▶ **Prompt**
Repeat each record word for word. Leave nothing out.
═════ Data for this exercise ═════
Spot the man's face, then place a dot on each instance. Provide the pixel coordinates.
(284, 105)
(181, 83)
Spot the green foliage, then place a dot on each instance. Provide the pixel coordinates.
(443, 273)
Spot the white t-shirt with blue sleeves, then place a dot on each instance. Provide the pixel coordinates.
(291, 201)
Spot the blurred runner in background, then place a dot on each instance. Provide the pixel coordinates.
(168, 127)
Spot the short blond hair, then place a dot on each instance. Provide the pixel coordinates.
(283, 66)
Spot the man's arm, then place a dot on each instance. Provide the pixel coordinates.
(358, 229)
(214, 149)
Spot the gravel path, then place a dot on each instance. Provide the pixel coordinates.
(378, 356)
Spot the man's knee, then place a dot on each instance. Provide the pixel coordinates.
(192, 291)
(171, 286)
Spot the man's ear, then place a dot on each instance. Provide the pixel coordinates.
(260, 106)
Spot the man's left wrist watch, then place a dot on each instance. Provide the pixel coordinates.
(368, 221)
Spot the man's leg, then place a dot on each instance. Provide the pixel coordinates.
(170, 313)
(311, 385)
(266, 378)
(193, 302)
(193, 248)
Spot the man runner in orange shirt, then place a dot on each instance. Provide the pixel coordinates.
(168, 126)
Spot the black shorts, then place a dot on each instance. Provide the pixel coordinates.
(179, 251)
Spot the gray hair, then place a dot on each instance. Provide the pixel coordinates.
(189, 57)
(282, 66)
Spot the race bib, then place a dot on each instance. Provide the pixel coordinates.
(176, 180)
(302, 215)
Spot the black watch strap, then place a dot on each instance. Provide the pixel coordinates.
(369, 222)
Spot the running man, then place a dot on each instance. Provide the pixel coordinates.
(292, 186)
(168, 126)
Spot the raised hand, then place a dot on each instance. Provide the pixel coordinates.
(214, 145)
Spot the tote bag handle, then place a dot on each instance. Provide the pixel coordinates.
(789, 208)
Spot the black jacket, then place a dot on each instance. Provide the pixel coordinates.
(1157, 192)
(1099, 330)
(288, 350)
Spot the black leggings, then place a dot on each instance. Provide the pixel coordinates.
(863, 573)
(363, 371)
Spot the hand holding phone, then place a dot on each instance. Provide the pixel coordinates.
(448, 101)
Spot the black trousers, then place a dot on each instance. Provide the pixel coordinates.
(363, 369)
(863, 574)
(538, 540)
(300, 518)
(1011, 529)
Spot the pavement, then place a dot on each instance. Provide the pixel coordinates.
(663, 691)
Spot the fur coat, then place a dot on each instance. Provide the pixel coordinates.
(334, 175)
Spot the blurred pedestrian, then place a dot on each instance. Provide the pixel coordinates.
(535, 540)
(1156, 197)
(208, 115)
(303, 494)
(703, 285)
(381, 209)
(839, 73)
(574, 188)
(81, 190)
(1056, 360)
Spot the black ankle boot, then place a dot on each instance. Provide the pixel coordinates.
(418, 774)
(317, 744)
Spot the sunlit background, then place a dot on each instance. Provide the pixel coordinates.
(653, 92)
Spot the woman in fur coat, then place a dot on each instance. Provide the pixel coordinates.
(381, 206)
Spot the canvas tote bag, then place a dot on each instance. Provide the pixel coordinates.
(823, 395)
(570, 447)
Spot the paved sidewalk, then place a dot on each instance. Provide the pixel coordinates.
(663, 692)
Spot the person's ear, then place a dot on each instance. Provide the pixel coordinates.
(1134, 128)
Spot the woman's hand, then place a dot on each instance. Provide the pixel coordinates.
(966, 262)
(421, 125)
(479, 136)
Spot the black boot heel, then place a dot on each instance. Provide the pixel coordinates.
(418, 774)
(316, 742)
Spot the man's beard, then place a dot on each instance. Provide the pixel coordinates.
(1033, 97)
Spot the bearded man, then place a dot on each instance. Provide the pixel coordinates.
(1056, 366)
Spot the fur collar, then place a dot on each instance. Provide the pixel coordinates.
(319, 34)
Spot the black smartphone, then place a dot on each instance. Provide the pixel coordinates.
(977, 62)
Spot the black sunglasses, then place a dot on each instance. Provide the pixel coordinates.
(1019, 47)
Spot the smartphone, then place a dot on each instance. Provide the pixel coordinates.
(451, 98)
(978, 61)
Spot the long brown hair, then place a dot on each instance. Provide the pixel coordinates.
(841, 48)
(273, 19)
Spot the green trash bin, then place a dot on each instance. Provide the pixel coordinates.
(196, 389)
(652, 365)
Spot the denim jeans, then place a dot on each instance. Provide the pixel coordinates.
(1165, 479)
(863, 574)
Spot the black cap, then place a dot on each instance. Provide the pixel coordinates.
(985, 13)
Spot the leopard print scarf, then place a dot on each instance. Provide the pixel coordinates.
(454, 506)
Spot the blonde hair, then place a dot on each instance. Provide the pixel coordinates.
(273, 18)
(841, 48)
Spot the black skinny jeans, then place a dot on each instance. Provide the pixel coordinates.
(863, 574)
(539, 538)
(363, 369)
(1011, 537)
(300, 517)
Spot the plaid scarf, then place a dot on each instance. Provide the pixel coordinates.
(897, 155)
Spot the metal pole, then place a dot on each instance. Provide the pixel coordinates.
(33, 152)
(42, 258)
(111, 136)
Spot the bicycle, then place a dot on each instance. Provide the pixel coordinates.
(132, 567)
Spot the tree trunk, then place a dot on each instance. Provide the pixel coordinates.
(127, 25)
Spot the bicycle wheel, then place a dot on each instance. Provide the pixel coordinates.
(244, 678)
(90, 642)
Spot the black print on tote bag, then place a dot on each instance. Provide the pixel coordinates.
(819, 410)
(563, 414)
═════
▶ **Expected answer**
Spot the man's face, then place a dot on each instance. Provide the pixel coordinates.
(284, 105)
(181, 83)
Spot the green foliage, then place a dot on each instance. Provide the pixel coordinates.
(443, 273)
Spot the white t-shirt with blue sleeves, then place a dot on each instance. Provide the pixel coordinates.
(291, 201)
Spot the blurred runner in background, then place a dot on each instance. Provide the pixel coordinates.
(168, 127)
Spot the short blond hair, then place a dot on each instance. Provide the pixel coordinates.
(283, 66)
Spot the man's arm, then place a dot on each instance. Provide the pixel coordinates.
(358, 229)
(214, 149)
Spot the gravel path, then place a dot on each instance. Provide the pixel coordinates.
(378, 356)
Spot the man's knee, then place a dot on each instance. Provide the pixel coordinates.
(192, 291)
(171, 286)
Spot the man's ear, then place a dot on each instance. Provide the pixel coordinates.
(260, 106)
Spot the man's left wrist watch, then place a dot on each instance. Provide the pixel coordinates.
(368, 221)
Spot the man's leg, then place a dot on each instance. Provide the pixel coordinates.
(170, 313)
(311, 385)
(266, 378)
(193, 302)
(193, 248)
Spot the man runner in orange shirt, then place a dot on each instance. Provide the pixel coordinates.
(168, 126)
Spot the black shorts, then place a dot on each instance. Provide the pixel coordinates.
(179, 251)
Spot the gray hair, then place a dot on each instance. Provide the pixel coordinates.
(189, 57)
(282, 66)
Spot the race bib, then place a dot on each instance. Provide the pixel coordinates.
(176, 180)
(302, 215)
Spot the black watch strap, then place a dot on each instance. Provide the pixel coordinates.
(369, 222)
Spot the running man, then place a dot on each instance. Provide the pixel coordinates.
(292, 186)
(168, 126)
Spot the raised hand, then place a dot on each instance. Provide the pixel coordinates.
(214, 145)
Spot the tote bag handle, then place a dot on each instance. Provide the pixel coordinates.
(789, 208)
Spot the black jacket, then place a dot on each instance. Provide the pixel coordinates.
(1157, 192)
(1099, 330)
(288, 350)
Spot the black leggings, then place a dot on each instance. Provide the pixel coordinates.
(863, 573)
(363, 371)
Spot the hand holding phone, then place a dot on each instance. Provide the pixel coordinates.
(448, 101)
Spot the black trousers, then place a dot on each instance. Provide the pixel coordinates.
(363, 369)
(863, 574)
(538, 540)
(300, 518)
(1011, 529)
Spot the pavement, then place a dot on each instance. Provide the pixel coordinates.
(663, 691)
Spot the fur coat, then place a dot on each instance. Provide the pixel coordinates.
(334, 175)
Spot the blurred pedestrian, then place a dot on each instance. Provide the pixel coordinates.
(535, 540)
(1156, 197)
(208, 115)
(303, 494)
(703, 285)
(381, 209)
(839, 73)
(574, 188)
(81, 190)
(1056, 360)
Spot the black ankle boot, then place a dot on each instance. Provide the pixel coordinates.
(418, 774)
(317, 744)
Spot the sunlit background, then place a dot on each instance. Provide the pixel coordinates.
(653, 92)
Spot the woman in fur coat, then place a dot on each instance. Provide the pixel coordinates.
(381, 206)
Spot the canvas tote bag, then place a dot on each instance. Provide the pixel coordinates.
(823, 395)
(570, 447)
Spot the paved sidewalk, then place a dot on each instance. Provide the pixel coordinates.
(663, 692)
Spot the person's ear, then place a dot on each instance. Provide the pixel coordinates.
(1134, 128)
Spot the woman's hand, then place a dot on each instance. Provide the pixel coordinates.
(966, 262)
(421, 125)
(479, 136)
Spot the black boot heel, then place a dot on each instance. Provide the pixel coordinates.
(418, 774)
(316, 742)
Spot the man's beard, then place a dot on each instance. Provide the pixel coordinates.
(1033, 97)
Spot the bearded man, then place a dot on each instance. Provide the pixel coordinates.
(1056, 366)
Spot the fur collar, then place a dot on each instance. Provide the pixel coordinates.
(319, 34)
Spot the black smartphone, then place a dot on each instance. Provide the pixel coordinates.
(977, 62)
Spot the black sunglasses, then place a dot on each instance. Provide the pixel coordinates.
(1019, 47)
Spot the smartphone, then place a dot on each instance. Provide the pixel coordinates.
(451, 98)
(978, 61)
Spot the long brown hair, then place a dot on each instance. Provide the pixel coordinates.
(841, 48)
(273, 19)
Spot the green trash bin, then place a dot on each instance. Provide the pixel coordinates.
(196, 389)
(652, 365)
Spot the denim jeans, then place a dot on each instance. Provide the pixel coordinates.
(1165, 479)
(863, 574)
Spot the black cap, then place a dot on each instance. Provide the pixel coordinates.
(985, 13)
Spot the leopard print scarf, then place a dot on each instance. Provide the pixel coordinates.
(454, 506)
Spot the blonde hair, then place a dot on each instance. Provide the pixel coordinates.
(273, 18)
(841, 48)
Spot the black skinny jeans, then place a dot on each instance. Provide the pixel coordinates.
(863, 574)
(539, 538)
(363, 369)
(1011, 537)
(300, 517)
Spot the plaid scarf, then place a dot on each instance. Provide the pixel coordinates.
(897, 155)
Spot the metal pole, then place a dot on each instance. Provide the pixel coordinates.
(33, 152)
(42, 258)
(111, 136)
Spot the bicycle, then place a dot on each instance. Provide the pixel coordinates.
(132, 567)
Spot the tree trunk, then place a dot on each instance. Provide the pixel coordinates.
(127, 25)
Spot the bicycle wheel, then place a dot on each instance. Provide the pixel coordinates.
(244, 678)
(90, 642)
Spot the black print on tote bag, then place a dot on each instance. Provide the pixel coordinates.
(819, 410)
(563, 414)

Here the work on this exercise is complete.